### TEXTO SELECIONADO
Embora possa ser de grande
ajuda em casos psicodermatológicos e outros, a hipnose é desconhecida da imensa
maioria dos médicos. Atualmente, com o crescimento da procura dos pacientes por
terapias naturais, está aumentando a quantidade de médicos que se interessam
por esta técnica, que foi reconhecida como ato médico pelo parecer no. 42 do Conselho
Federal de Medicina em 20 de agosto de 1999 com o nome hipniatria.
O que é hipnose
Hipnose é um recurso natural, porque estados hipnóticos são
experimentados por todas as pessoas frequentemente sem que saibam que estão
hipnotizadas ou mesmo que se auto-hipnotizaram. É aquela situação descrita como
“sonhar acordado”, em que a pessoa sabe que está aqui e, ao mesmo tempo, está
em outro lugar. Ou quando fica pensativa e “longe” ou quando imerge num livro
durante sua leitura ou ao se projetar num filme ou num profundo envolvimento
afetivo ou quando se deixa levar pela conversa de alguém e chega a fazer coisas
que depois não sabe explicar por que assim agiu, ou na enlevação de uma prece.
A pessoa está consciente, mas é uma
consciência alterada, não a consciência da vigília. É o chamado estado de
transe hipnótico no qual a atenção está orientada mais intensamente para o
interior do que para o exterior, tem uma grande atividade interna sem perder o
estado de alerta, ou seja, estando acordada, conforme Teresa Robles, PhD em psicologia
clínica e hipnoterapeuta ericksoniana (A Evolução da Hipnose – por que a hipnose produz
mudanças tão rápidas – apostila).
Hipnose e mente inconsciente
A hipnose se dirige à mente inconsciente, que é o repositório de todos
os recursos do ser humano e, na verdade, é quem dirige a vida das pessoas. A
mente consciente só consegue processar, a cada momento, de cinco a nove
informações simultâneas. Alguém que assiste a uma palestra numa sala, na qual
há o som de um circulador de ar, ao acompanhar atentamente a exposição do
palestrante deixará de perceber o ruído do aparelho. Isso passará a segundo
plano enquanto ela estiver colocando toda a atenção ao que está sendo exposto e
só se dará conta do ruído de novo no momento em que o circulador parar de
funcionar, quando ficará mais confortável ouvir o palestrante. Ela sabia que
havia o ruído, mas ele não estava mais no seu campo consciente. Assim também
ela sabia que estava numa sala, sabia a temperatura ambiente, sabia que a porta
estava aberta ou fechada, mas essas informações todas, na hora da palestra,
foram para algum lugar não consciente. Não desapareceram, pois, no momento
adequado, elas voltaram para o campo consciente. Portanto, a cada instante trazemos à
consciência somente aquilo que nos interessa, ficando todo o resto no
inconsciente, mas disponível assim que seja necessário.
No estado de vigília, predominam as funções do hemisfério cerebral
esquerdo, onde estão o raciocínio
lógico, a linguagem verbal e a análise em série linear, distinguindo passado,
presente e futuro, o qual mantém a atenção focalizada, pensa e raciocina com
ideias. No hemisfério cerebral direito estão
a imaginação, as cores, as imagens, a
criatividade, o raciocínio sintético, a linguagem simbólica e metafórica, a
subjetividade.
######
### EXTRATOS DE DADOS
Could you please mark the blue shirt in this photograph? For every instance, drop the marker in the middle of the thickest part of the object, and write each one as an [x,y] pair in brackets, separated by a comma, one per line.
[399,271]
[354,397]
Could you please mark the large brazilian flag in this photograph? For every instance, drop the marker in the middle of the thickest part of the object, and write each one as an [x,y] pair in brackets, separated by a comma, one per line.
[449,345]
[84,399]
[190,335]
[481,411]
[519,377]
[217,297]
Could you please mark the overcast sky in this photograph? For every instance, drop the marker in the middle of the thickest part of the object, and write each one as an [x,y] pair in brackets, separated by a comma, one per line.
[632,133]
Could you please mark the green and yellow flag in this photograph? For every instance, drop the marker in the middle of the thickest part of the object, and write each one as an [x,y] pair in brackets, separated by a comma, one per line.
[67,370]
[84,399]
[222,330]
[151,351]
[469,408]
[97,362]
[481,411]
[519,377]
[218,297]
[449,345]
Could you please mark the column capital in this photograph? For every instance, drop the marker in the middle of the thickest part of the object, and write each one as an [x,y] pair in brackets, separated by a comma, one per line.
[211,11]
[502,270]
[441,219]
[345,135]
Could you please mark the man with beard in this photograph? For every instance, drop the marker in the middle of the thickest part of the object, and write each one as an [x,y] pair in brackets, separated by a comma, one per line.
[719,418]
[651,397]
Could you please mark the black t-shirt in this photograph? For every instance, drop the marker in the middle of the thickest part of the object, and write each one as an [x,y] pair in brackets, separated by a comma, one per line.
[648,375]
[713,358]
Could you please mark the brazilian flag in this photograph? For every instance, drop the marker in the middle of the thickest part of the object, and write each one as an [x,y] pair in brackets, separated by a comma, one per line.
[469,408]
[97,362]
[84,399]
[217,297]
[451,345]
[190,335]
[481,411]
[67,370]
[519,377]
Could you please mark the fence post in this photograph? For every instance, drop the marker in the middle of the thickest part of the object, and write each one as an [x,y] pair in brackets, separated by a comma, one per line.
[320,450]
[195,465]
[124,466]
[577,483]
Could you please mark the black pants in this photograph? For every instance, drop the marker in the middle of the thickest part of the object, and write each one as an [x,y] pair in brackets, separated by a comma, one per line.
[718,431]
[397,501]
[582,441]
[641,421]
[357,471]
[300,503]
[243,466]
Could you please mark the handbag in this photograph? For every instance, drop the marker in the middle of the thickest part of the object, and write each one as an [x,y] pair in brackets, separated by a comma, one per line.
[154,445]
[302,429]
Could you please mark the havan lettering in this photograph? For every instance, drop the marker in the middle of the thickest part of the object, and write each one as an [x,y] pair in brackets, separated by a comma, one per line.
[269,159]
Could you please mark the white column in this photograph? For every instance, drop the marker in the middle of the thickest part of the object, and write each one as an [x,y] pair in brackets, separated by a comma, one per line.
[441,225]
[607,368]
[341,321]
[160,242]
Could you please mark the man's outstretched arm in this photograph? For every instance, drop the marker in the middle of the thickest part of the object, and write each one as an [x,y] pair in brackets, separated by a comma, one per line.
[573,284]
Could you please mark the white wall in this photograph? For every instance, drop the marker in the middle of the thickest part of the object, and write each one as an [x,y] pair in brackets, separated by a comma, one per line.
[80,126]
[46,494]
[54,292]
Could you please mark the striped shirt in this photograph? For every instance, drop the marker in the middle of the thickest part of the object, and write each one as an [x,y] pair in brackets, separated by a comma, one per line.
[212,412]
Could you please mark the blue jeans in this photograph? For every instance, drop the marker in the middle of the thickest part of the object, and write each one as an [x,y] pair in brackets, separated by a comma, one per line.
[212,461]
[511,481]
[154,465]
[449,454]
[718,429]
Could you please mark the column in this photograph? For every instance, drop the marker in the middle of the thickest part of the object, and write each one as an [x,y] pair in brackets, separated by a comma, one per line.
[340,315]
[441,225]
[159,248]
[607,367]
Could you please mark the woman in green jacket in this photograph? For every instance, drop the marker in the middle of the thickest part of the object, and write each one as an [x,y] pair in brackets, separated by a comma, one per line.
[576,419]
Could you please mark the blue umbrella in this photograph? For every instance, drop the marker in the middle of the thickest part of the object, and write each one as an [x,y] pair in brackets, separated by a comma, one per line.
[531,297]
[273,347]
######
§ PARTES DO EXERCÍCIO:
• A. Segundo o texto sobre hipnose, com que nome o Conselho Federal de Medicina reconheceu essa técnica como ato médico?
• B. Reescreva de forma mais breve, mantendo os fatos principais, o parágrafo do texto sobre hipnose que começa com "A hipnose se dirige à mente inconsciente".
• C. Dê a continuação do texto sobre hipnose a partir da última frase apresentada.

§ RESPOSTAS POR TAREFA:
• A. Com o nome hipniatria.

• B. A hipnose atua sobre a mente inconsciente, que guarda todos os recursos do ser humano e dirige a vida das pessoas. A mente consciente processa apenas de cinco a nove informações por vez. Quem acompanha com atenção uma palestra deixa de perceber o ruído de um circulador de ar e só volta a notá-lo quando o aparelho para. O mesmo acontece com a sala, a temperatura e a porta aberta ou fechada. Essas informações não desaparecem. Ficam no inconsciente e retornam à consciência no momento adequado, pois a cada instante só trazemos à consciência o que nos interessa.

• C.
A mente consciente é identificada com o
hemisfério cerebral esquerdo e a mente inconsciente, com o direito.
Na
maior parte do tempo, somos atingidos por mais de dois milhões de bits por segundo de
informação sensorial, segundo o jornalista e consultor de empresas Aldo Novak (O Segredo Para Realizar Seus
Sonhos. Rio de Janeiro: Ediouro, 2008). Não seria possível para o
cérebro absorver e processar todo esse volume de informações. Por isso, elas
são filtradas pela substância ativadora reticular ascendente (SARA), que reduz
tudo isso a 134 bits. É esse processo
que nos permite dirigir nossa mente apenas ao que julgamos mais importante para
nós a cada momento. Se a pessoa está com muita fome, ao andar pela rua ela vai
enxergar preferentemente um restaurante ou lanchonete e não vai se fixar na loja de ferragens, por exemplo.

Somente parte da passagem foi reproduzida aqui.